- **Written problem**
Convert the lines below into a Markdown table with two columns, Row for the row number and Line for the line, skipping blank lines. Leave the pictures out.

- **Data rows**
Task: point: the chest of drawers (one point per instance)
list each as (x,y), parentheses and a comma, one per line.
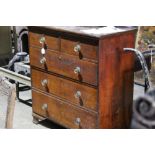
(81,79)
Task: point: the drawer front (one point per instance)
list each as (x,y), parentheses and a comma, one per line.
(61,112)
(76,93)
(65,65)
(50,42)
(79,49)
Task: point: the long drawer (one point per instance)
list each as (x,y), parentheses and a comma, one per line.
(65,65)
(76,93)
(61,112)
(79,49)
(76,48)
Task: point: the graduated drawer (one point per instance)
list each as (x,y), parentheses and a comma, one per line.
(40,40)
(61,112)
(76,93)
(82,50)
(65,65)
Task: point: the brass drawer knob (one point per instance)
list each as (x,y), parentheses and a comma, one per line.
(43,60)
(43,51)
(44,106)
(77,70)
(44,82)
(77,121)
(77,48)
(42,40)
(77,94)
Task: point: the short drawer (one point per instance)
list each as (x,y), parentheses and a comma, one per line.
(38,40)
(76,93)
(81,50)
(65,65)
(61,112)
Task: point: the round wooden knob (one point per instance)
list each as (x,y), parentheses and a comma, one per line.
(77,70)
(77,121)
(77,94)
(43,51)
(44,82)
(42,40)
(77,48)
(43,60)
(44,106)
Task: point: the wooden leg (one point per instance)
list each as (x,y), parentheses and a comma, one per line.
(37,118)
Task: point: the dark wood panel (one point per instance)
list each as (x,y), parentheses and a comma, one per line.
(116,81)
(65,89)
(86,50)
(65,65)
(61,112)
(52,43)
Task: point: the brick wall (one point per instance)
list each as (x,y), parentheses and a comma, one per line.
(145,36)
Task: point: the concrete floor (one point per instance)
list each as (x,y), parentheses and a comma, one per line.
(23,113)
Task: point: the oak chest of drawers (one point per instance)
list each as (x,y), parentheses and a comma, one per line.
(81,78)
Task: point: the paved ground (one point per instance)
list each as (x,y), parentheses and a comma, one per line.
(23,113)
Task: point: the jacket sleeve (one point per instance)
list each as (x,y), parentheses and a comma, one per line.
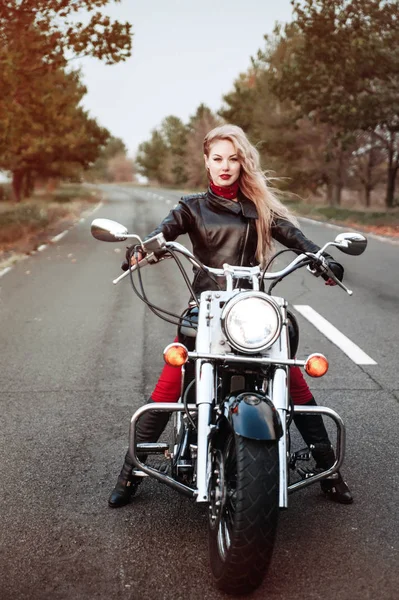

- **Reply to the exercise**
| Row | Line |
|---|---|
| 1 | Task: point: the chest of drawers (one point per instance) |
| 2 | list each as (x,y), parentheses and a comma, one per line. |
| 3 | (81,79) |
| 4 | Task: point: the drawer front (one point per instance) |
| 5 | list each as (x,y), parentheses and a comma, one per line. |
| 6 | (61,112) |
| 7 | (76,93) |
| 8 | (65,65) |
| 9 | (50,42) |
| 10 | (79,49) |
| 11 | Task: point: the long drawer (one point per instance) |
| 12 | list each as (x,y), parentheses and a comma, one per line. |
| 13 | (65,65) |
| 14 | (76,93) |
| 15 | (61,112) |
| 16 | (79,49) |
| 17 | (76,48) |
| 18 | Task: point: the graduated drawer (one point per instance) |
| 19 | list each as (x,y), parentheses and a comma, one per line. |
| 20 | (40,40) |
| 21 | (61,112) |
| 22 | (76,93) |
| 23 | (82,50) |
| 24 | (65,65) |
| 25 | Task: point: the brass drawer knob (one point per instance) |
| 26 | list each as (x,y), parentheses and a comma, one per line. |
| 27 | (43,60) |
| 28 | (43,51) |
| 29 | (44,106) |
| 30 | (77,70) |
| 31 | (44,82) |
| 32 | (77,121) |
| 33 | (77,48) |
| 34 | (42,40) |
| 35 | (77,94) |
| 36 | Task: point: the short drawer (one point per instance) |
| 37 | list each as (x,y), parentheses and a comma, one per line. |
| 38 | (38,40) |
| 39 | (76,93) |
| 40 | (81,50) |
| 41 | (65,65) |
| 42 | (61,112) |
| 43 | Task: point: the round wooden knob (one point per instance) |
| 44 | list each as (x,y), parentheses and a comma, one per line. |
| 45 | (77,70) |
| 46 | (77,121) |
| 47 | (77,94) |
| 48 | (43,51) |
| 49 | (44,82) |
| 50 | (42,40) |
| 51 | (77,48) |
| 52 | (43,60) |
| 53 | (44,106) |
| 54 | Task: point: the wooden leg (one point per instance) |
| 55 | list each as (x,y), parentheses and a comma, one per line. |
| 56 | (37,118) |
| 57 | Task: point: the dark wood panel (one point per instance) |
| 58 | list each as (x,y), parentheses and a comma, one per line. |
| 59 | (116,81) |
| 60 | (65,89) |
| 61 | (86,50) |
| 62 | (65,65) |
| 63 | (61,112) |
| 64 | (52,43) |
| 65 | Task: point: the brick wall (one point per instance) |
| 66 | list each as (x,y), parentheses and a comma, one per line. |
| 67 | (145,36) |
| 68 | Task: point: the concrete floor (one point per instance) |
| 69 | list each as (x,y), parentheses and a comma, one per line. |
| 70 | (23,113) |
| 71 | Task: point: the oak chest of drawers (one point per instance) |
| 72 | list each as (x,y), parentheses and a comma, one per line. |
| 73 | (81,78) |
| 74 | Task: point: the paved ground (one point per instance) |
| 75 | list each as (x,y), parentheses and a comma, one per line. |
| 76 | (23,113) |
| 77 | Task: point: the jacket sleeve (one point per instance) |
| 78 | list each as (x,y), parentheses and a comma, one per line. |